#### TASK REQUIREMENTS:
Starting at the line with "Return one point for each instance of the man's other" in it, reproduce each line below through the last one, exactly, and include nothing else.

#### DATA:
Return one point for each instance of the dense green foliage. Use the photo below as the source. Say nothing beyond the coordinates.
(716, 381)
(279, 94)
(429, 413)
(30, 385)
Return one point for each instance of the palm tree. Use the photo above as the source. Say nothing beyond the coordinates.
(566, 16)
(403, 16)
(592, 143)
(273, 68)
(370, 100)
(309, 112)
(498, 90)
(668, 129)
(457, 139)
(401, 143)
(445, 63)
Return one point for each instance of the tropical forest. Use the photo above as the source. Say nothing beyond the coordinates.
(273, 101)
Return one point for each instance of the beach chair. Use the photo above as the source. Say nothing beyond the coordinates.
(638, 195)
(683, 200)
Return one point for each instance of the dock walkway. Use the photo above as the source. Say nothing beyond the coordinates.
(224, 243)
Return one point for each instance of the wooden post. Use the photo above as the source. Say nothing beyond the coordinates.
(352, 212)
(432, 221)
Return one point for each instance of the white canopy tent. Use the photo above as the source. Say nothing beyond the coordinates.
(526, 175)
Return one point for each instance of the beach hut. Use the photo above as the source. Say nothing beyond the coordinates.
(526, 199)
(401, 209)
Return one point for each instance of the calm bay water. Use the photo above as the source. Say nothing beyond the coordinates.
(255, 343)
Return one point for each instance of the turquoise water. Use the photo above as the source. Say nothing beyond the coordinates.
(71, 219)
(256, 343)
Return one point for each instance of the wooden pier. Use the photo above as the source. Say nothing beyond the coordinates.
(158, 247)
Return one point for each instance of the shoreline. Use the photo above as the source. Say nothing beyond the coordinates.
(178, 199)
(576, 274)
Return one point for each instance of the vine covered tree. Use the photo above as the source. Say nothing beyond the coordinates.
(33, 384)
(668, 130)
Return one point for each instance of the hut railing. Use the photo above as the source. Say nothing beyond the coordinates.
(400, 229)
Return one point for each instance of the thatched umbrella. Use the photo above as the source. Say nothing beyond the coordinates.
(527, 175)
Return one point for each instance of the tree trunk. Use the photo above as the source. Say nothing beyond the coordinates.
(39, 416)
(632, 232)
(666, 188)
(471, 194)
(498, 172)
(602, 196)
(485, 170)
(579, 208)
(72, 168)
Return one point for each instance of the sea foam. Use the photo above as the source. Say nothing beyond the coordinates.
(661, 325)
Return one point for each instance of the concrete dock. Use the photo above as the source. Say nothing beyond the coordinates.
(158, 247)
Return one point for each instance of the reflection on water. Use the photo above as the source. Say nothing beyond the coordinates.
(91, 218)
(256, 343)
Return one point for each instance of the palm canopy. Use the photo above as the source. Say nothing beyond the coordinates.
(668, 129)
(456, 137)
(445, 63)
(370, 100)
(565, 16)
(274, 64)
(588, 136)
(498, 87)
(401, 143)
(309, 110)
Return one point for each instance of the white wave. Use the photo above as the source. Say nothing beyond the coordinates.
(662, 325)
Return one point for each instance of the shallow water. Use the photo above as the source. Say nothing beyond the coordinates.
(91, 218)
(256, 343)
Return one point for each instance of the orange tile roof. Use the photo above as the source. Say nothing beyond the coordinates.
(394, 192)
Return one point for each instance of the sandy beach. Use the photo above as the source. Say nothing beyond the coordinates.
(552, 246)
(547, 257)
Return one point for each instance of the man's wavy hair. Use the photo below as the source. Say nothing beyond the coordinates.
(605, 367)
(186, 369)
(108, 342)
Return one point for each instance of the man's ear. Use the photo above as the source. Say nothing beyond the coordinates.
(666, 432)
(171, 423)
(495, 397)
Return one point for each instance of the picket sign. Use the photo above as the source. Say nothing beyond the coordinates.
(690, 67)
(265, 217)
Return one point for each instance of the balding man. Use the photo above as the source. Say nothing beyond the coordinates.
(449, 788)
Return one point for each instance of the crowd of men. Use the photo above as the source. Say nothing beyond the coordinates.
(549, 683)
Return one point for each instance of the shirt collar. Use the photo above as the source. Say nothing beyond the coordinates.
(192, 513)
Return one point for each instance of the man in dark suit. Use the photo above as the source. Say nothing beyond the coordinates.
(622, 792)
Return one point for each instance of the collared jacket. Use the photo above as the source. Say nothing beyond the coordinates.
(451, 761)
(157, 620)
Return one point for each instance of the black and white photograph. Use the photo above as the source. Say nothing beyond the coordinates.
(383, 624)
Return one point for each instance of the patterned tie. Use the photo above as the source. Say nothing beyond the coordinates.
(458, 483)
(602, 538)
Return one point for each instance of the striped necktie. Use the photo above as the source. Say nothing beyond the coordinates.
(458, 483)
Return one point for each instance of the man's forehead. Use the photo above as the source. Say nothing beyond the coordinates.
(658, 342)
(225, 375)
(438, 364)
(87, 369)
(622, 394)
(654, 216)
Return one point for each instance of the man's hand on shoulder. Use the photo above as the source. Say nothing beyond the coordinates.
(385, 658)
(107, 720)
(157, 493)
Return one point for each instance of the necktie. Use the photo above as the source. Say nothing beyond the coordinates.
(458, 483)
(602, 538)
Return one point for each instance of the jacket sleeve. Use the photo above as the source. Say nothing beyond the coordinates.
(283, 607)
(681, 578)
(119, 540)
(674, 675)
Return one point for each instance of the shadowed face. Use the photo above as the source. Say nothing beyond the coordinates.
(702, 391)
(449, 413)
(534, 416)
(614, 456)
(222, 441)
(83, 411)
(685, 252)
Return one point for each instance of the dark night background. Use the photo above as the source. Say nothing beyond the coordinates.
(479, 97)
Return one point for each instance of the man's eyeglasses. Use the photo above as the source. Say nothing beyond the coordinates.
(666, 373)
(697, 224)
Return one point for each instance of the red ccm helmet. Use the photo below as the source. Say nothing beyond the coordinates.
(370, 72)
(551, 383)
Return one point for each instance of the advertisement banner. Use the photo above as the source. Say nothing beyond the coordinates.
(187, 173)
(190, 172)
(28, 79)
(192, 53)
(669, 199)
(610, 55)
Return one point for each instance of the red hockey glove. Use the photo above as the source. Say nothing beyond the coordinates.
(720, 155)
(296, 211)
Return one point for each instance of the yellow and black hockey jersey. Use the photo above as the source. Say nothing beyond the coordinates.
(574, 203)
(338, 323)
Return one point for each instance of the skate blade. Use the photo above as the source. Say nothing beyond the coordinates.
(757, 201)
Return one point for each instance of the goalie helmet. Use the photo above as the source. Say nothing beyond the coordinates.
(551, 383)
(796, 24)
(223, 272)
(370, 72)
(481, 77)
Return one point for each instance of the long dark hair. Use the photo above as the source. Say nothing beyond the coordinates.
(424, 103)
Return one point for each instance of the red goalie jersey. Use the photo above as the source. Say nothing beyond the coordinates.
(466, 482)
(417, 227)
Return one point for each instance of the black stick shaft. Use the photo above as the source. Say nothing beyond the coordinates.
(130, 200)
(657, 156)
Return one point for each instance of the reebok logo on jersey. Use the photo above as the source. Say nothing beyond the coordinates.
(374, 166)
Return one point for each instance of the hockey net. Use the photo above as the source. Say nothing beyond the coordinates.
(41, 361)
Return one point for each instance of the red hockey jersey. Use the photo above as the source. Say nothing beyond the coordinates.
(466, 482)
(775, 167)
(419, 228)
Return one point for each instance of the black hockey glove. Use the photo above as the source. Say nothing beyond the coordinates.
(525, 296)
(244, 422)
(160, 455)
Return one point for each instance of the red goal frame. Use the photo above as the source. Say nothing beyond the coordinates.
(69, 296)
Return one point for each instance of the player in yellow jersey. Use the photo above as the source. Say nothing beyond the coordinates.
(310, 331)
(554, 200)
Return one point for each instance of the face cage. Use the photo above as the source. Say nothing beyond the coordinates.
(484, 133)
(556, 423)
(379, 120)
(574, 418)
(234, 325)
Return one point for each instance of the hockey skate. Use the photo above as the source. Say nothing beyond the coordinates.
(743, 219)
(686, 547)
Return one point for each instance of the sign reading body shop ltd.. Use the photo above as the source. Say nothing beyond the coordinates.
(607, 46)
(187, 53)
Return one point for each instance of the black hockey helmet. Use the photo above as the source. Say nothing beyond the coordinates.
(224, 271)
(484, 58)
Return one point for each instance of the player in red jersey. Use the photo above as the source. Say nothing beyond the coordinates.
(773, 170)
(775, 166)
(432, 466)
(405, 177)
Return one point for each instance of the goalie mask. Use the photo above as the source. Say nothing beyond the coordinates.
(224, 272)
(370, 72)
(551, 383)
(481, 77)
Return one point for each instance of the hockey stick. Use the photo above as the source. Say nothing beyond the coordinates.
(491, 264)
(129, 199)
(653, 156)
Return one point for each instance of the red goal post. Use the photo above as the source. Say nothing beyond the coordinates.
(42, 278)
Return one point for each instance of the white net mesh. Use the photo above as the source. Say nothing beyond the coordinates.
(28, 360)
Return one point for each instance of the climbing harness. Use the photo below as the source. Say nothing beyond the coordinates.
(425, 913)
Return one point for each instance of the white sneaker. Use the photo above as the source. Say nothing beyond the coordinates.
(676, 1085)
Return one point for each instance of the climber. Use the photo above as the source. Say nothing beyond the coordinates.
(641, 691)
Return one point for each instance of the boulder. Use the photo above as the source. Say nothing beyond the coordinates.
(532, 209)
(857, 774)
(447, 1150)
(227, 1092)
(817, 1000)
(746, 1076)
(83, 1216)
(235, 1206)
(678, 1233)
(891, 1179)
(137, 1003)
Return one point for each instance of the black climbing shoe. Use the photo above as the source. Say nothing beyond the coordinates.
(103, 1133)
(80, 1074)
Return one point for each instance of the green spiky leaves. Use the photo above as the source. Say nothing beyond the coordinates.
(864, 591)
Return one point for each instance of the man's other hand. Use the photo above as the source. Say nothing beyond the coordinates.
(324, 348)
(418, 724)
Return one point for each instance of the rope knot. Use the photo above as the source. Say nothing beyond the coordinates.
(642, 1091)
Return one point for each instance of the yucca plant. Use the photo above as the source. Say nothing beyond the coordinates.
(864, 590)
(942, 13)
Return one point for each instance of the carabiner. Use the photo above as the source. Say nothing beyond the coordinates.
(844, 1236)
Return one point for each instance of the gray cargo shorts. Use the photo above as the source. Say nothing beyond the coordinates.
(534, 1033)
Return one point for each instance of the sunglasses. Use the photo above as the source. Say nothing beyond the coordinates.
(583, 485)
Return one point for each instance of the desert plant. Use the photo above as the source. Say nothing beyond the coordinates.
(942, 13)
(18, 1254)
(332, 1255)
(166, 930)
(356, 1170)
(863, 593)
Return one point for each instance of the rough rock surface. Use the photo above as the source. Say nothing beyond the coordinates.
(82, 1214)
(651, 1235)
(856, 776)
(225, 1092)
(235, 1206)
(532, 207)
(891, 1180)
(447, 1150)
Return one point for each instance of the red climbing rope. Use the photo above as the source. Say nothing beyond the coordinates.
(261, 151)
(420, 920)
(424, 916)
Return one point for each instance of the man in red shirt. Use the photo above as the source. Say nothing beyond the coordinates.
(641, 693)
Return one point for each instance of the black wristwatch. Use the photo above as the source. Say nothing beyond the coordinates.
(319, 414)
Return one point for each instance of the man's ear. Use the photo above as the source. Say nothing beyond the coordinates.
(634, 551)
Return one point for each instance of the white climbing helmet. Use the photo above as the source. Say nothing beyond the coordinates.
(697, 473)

#### RESULT OF THIS TASK:
Return one point for each instance of the man's other hand. Use the photo above as the source. Say nothing beyond the coordinates.
(324, 348)
(418, 724)
Return one point for each instance of the rope knot. Use the photo above as the source. Say nothing beyond the coordinates.
(642, 1091)
Return one point for each instance of the yucca plant. Use the photo above as the source. Say nothing beyond the coordinates.
(864, 590)
(942, 13)
Return one point for each instance of the carabiner. Use the photo above as the source. Say nothing beyond the coordinates.
(844, 1236)
Return one point for each instance of the gray cargo shorts. Use the photo above as the source. Say nothing beyond the coordinates.
(534, 1033)
Return one point for each instance of the sunglasses. Use the photo above as the source. Say nothing beyond the coordinates.
(583, 485)
Return one point for each instance of the desert plant. Use the photo above as the source. Say nothing beyond the coordinates.
(942, 13)
(18, 1254)
(332, 1255)
(166, 930)
(356, 1170)
(863, 593)
Return one point for each instance of the rough rock surface. Use the photo above as the source. Say nothing beyond the coordinates.
(82, 1214)
(651, 1235)
(856, 776)
(225, 1092)
(235, 1206)
(532, 207)
(891, 1180)
(447, 1150)
Return one point for each instance of the red climbing rope. Use the photo above as the source. Say nothing beyond the coordinates.
(261, 151)
(420, 920)
(424, 916)
Return one point for each instance of the man in red shirt. Use the photo above as the source. Say nothing beyond the coordinates.
(641, 693)
Return one point for each instance of the black wristwatch. Use the photo above as the source. Say nothing beyond the coordinates.
(319, 414)
Return one point for each instance of the man's ear. Use the photo above as the source. Say nothing beyond the coordinates.
(634, 551)
Return one point for each instance of the white climbing helmet. Use the photo above as the source. Say nothing beyond the coordinates.
(697, 473)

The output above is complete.